>> START Given entries

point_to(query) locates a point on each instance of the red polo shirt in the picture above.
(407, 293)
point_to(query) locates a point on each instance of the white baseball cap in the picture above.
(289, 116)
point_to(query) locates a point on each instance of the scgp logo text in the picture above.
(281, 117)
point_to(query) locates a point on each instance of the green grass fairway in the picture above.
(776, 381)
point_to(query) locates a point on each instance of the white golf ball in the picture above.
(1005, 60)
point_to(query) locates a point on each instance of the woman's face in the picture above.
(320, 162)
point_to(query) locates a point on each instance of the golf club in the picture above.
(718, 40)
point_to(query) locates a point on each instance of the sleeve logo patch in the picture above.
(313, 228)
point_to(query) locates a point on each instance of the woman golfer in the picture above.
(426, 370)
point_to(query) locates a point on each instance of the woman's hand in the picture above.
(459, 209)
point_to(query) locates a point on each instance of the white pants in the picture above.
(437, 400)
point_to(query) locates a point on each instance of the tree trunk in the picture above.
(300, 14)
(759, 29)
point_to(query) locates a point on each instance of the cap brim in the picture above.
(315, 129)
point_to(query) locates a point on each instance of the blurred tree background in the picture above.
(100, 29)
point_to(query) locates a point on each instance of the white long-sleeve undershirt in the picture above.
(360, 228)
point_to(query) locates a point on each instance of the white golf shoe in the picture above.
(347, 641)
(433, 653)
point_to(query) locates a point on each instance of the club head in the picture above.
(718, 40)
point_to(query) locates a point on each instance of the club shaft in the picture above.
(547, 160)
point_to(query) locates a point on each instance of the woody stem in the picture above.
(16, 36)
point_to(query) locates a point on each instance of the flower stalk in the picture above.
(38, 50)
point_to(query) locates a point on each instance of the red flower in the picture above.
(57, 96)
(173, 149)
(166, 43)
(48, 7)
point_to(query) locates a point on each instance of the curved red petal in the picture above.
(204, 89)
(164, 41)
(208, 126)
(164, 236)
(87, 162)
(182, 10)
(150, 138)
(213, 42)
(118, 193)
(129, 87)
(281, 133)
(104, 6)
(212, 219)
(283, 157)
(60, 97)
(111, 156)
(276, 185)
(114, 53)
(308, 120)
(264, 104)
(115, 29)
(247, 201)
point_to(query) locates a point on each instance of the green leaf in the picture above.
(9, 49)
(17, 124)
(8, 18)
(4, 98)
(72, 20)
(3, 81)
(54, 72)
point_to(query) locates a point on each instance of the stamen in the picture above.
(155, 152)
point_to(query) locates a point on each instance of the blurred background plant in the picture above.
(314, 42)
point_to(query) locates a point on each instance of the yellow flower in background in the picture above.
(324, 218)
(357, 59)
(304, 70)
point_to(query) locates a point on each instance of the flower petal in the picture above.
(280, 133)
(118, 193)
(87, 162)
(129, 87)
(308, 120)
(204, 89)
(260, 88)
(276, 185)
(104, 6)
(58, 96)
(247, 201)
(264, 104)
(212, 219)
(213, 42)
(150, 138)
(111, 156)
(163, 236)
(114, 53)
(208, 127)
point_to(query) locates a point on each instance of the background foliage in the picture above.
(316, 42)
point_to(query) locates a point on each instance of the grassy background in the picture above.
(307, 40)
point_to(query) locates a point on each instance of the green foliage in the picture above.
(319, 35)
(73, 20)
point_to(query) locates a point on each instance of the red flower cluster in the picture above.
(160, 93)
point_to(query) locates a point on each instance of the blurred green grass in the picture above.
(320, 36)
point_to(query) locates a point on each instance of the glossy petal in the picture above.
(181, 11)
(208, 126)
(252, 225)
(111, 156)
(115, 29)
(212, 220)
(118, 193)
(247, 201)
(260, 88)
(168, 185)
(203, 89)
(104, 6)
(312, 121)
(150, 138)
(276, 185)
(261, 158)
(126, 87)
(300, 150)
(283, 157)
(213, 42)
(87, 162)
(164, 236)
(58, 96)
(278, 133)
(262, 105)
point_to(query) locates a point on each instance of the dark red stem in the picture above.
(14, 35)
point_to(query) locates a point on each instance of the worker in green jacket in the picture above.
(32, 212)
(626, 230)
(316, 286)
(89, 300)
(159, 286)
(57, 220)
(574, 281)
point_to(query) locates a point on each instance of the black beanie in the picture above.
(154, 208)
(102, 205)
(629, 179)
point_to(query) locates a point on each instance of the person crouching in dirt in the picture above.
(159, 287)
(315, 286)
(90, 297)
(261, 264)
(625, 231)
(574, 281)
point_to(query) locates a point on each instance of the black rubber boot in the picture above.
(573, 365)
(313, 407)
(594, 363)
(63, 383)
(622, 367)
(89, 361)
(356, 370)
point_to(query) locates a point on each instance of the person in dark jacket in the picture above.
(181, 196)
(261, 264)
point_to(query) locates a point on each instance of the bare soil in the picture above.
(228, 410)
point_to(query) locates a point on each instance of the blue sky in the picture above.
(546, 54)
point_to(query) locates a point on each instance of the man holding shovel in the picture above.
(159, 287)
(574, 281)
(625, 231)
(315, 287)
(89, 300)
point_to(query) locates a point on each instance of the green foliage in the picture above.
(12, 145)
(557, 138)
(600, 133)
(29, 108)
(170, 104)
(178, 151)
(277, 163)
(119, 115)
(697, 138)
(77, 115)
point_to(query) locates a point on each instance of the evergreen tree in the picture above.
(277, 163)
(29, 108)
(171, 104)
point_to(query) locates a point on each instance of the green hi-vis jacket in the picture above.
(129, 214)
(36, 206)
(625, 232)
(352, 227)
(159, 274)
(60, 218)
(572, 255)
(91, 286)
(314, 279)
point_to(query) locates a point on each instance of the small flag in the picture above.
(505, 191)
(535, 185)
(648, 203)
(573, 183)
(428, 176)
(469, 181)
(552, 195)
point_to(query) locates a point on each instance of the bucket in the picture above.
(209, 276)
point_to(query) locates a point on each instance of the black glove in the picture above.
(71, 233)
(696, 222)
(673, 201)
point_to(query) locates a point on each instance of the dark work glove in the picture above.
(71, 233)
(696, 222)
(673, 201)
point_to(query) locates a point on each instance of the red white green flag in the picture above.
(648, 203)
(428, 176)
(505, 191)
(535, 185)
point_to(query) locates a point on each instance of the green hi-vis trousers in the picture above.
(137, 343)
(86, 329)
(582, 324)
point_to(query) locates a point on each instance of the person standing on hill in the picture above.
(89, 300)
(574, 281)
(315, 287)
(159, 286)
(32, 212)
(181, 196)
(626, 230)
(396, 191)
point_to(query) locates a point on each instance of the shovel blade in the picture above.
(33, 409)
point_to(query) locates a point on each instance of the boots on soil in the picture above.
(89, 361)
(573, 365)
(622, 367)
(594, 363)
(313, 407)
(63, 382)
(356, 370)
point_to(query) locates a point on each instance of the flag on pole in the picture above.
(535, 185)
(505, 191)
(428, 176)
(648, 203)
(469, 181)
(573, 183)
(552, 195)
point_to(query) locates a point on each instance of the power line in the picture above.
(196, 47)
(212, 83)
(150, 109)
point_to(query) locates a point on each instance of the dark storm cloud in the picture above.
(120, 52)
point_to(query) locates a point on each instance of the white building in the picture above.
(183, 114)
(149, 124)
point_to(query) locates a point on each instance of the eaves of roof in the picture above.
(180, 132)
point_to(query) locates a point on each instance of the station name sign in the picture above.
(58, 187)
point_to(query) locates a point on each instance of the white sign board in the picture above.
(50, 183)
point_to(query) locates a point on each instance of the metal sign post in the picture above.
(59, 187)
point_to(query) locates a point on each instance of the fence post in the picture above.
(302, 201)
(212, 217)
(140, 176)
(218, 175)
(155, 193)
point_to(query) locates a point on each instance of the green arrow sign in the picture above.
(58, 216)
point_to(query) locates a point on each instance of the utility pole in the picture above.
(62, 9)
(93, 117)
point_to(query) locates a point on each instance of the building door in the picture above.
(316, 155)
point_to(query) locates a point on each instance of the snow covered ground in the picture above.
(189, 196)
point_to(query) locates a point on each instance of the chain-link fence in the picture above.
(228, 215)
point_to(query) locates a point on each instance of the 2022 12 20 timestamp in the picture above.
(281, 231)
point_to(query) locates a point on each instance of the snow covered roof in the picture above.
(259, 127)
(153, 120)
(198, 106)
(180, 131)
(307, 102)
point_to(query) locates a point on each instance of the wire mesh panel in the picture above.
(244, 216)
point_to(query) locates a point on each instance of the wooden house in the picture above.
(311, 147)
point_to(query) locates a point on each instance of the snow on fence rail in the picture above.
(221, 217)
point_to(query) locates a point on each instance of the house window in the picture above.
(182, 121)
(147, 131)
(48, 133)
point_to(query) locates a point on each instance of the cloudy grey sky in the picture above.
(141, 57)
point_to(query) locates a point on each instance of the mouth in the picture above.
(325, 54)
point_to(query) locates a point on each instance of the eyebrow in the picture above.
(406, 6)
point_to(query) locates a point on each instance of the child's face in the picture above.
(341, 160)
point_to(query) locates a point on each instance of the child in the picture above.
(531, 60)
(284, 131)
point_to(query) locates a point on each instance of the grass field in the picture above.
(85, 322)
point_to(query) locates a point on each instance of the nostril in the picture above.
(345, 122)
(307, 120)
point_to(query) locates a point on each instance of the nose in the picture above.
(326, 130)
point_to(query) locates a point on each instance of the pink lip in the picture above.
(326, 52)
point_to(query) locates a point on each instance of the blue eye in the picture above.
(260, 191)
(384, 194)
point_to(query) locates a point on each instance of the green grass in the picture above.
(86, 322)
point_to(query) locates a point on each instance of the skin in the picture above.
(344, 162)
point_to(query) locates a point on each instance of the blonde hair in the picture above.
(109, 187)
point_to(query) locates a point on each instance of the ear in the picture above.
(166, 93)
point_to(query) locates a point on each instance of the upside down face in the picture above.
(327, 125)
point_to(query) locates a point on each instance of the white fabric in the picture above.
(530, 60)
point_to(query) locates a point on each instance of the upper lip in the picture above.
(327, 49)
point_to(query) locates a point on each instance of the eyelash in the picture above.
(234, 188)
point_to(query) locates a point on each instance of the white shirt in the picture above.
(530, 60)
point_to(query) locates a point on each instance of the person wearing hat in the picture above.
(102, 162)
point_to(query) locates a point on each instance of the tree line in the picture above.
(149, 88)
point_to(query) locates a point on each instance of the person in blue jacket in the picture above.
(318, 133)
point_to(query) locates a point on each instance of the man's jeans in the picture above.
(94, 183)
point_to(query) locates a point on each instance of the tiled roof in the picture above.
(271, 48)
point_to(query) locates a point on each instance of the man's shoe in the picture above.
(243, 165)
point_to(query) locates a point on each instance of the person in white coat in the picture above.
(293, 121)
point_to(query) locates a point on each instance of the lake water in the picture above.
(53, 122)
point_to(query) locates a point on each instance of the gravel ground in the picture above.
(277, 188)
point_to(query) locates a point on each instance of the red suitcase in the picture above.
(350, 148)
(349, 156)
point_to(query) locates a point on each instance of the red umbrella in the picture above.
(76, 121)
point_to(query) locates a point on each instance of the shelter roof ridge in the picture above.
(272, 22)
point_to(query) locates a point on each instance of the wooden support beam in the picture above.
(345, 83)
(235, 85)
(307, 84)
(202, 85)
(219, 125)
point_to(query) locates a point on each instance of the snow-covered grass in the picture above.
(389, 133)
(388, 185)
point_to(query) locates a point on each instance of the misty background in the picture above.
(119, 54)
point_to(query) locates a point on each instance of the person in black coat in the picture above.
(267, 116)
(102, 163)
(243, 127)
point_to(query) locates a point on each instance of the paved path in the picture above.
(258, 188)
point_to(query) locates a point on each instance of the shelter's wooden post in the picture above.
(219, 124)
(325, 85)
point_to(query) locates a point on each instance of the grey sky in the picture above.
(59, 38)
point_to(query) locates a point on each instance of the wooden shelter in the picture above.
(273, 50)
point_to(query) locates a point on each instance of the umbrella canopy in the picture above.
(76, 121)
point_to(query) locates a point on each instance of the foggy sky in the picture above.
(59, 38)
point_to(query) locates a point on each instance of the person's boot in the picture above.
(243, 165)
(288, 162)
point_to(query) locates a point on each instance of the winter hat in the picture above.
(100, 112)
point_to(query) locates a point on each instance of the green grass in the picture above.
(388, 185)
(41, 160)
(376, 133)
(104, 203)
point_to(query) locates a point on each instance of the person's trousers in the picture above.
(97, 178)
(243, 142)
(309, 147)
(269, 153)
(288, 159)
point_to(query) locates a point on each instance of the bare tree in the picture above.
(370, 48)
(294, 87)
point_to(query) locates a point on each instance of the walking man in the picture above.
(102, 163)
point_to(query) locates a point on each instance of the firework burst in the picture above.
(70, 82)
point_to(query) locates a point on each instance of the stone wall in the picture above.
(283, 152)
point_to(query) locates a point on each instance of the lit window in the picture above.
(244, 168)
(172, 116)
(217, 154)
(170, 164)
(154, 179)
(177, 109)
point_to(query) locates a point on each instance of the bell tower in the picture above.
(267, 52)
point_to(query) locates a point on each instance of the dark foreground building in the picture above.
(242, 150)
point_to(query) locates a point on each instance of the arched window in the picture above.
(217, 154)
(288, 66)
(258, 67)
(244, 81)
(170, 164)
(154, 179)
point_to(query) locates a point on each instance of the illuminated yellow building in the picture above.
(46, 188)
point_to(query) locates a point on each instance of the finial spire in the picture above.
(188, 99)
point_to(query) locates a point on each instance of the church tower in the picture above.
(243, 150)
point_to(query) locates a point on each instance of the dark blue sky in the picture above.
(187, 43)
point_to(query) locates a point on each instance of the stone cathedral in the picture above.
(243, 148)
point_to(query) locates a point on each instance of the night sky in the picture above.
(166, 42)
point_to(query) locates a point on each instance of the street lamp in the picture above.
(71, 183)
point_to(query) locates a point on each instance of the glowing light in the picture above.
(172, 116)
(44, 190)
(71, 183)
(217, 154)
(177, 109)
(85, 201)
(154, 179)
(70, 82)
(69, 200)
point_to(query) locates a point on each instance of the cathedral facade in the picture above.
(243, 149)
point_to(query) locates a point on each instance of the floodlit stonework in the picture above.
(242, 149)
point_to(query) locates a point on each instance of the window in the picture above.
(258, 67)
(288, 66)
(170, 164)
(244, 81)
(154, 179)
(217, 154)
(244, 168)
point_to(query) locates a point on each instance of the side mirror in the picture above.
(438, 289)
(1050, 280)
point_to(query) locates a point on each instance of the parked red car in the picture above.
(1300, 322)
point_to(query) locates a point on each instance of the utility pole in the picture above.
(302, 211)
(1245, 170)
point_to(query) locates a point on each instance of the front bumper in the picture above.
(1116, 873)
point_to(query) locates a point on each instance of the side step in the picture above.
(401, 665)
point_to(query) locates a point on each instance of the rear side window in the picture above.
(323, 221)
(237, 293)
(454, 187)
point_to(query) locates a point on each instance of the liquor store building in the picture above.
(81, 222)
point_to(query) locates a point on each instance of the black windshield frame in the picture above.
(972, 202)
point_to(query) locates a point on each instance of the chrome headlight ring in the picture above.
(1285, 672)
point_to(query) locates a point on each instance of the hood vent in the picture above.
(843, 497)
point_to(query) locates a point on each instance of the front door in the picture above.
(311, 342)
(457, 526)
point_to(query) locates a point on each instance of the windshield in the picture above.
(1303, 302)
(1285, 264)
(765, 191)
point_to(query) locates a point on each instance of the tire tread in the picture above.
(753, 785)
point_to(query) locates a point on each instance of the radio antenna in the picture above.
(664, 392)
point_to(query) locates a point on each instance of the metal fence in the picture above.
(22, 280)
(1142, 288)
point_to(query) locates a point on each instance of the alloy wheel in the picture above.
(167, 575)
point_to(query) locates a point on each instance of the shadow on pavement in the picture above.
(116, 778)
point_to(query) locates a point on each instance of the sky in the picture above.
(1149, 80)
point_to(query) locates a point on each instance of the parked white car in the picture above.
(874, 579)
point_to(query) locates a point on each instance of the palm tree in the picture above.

>> END Given entries

**Aim of the task**
Set down, unchanged, the line that contains "point_to(query) locates a point on each instance of the liquor" together with every later line in the records, through the last one.

**Output for this exercise**
point_to(query) locates a point on each instance of the liquor store building in the picture above.
(81, 222)
point_to(query) locates a point on each instance of the black windshield frame in the picture above.
(972, 202)
point_to(query) locates a point on each instance of the chrome headlight ring in the picture above.
(1285, 672)
point_to(query) locates a point on each instance of the hood vent in the picture above.
(843, 497)
point_to(query) locates a point on each instance of the front door in the picture above.
(311, 342)
(457, 526)
point_to(query) locates a point on each instance of the windshield in the picture above.
(1303, 302)
(1285, 264)
(765, 191)
point_to(query) locates a point on each instance of the tire tread in the picture above.
(753, 785)
point_to(query) locates a point on each instance of the radio antenna in the picture above.
(664, 392)
point_to(query) locates a point on each instance of the metal fence in the picture above.
(22, 280)
(1142, 288)
point_to(query) locates a point on each instance of the alloy wheel in the picture above.
(167, 575)
point_to(query) locates a point on each instance of the shadow on pavement in the picture above.
(116, 778)
point_to(query) locates a point on each instance of the sky in the picture above.
(1149, 80)
point_to(query) locates a point on each instance of the parked white car in the picture above.
(874, 579)
point_to(query) locates a point on each instance of the palm tree in the picture above.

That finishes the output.